--- REQUEST ---
Repeat the line that contains "Task: tag the bike" and all lines after it through the end, exactly as they are, minus the pictures.

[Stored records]
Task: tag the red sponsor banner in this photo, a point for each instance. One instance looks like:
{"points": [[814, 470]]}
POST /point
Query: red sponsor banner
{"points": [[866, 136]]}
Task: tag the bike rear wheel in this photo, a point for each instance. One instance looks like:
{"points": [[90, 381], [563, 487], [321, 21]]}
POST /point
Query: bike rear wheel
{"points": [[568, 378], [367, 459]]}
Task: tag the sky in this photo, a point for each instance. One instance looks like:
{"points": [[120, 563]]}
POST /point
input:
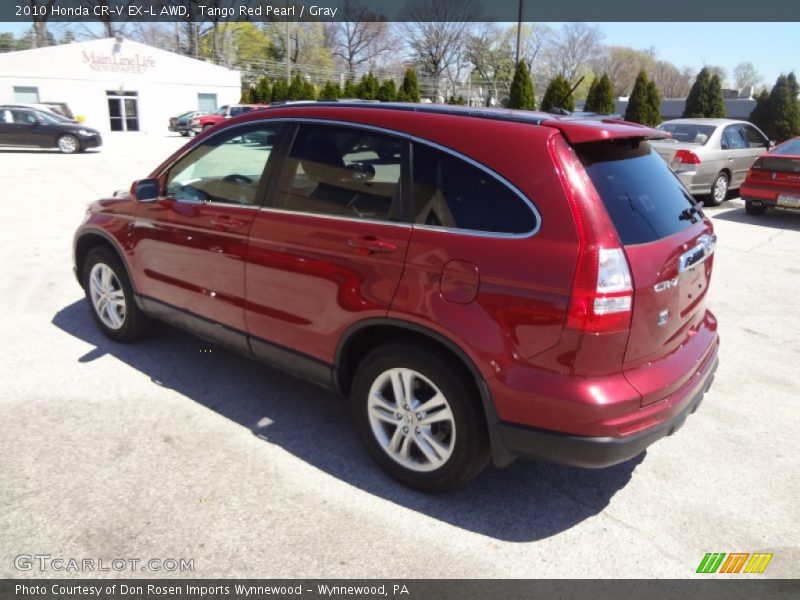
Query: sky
{"points": [[773, 48]]}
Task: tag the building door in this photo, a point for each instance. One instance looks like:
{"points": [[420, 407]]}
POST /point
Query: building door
{"points": [[123, 111]]}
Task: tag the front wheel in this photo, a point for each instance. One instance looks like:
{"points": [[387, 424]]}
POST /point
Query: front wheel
{"points": [[719, 190], [419, 415], [68, 144], [110, 297]]}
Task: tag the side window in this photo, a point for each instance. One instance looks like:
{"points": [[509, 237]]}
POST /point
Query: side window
{"points": [[22, 118], [225, 168], [450, 192], [733, 139], [754, 137], [342, 171]]}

--- FULL ANSWER ---
Task: tag the bike rear wheel in this photo, a point for each instance. One instance looks like:
{"points": [[90, 381], [563, 487], [321, 21]]}
POST /point
Query: bike rear wheel
{"points": [[568, 378], [367, 459]]}
Task: tag the sky in this photo, a point for each instance. One instance looks like:
{"points": [[120, 563]]}
POST /point
input:
Query: sky
{"points": [[773, 48]]}
Task: tag the building door in this photo, a point for each instance. One instance looks like:
{"points": [[420, 407]]}
POST /point
Query: building door
{"points": [[123, 111]]}
Task: tag the front wheel in this photo, a point for each instance. One instance looks like:
{"points": [[387, 424]]}
POST /point
Query: front wheel
{"points": [[719, 190], [419, 415], [68, 144], [110, 297]]}
Task: tag the side window in this photo, a point for each instance. One instance looks like:
{"points": [[509, 237]]}
POST /point
Query: side window
{"points": [[22, 118], [225, 168], [450, 192], [733, 139], [754, 137], [342, 171]]}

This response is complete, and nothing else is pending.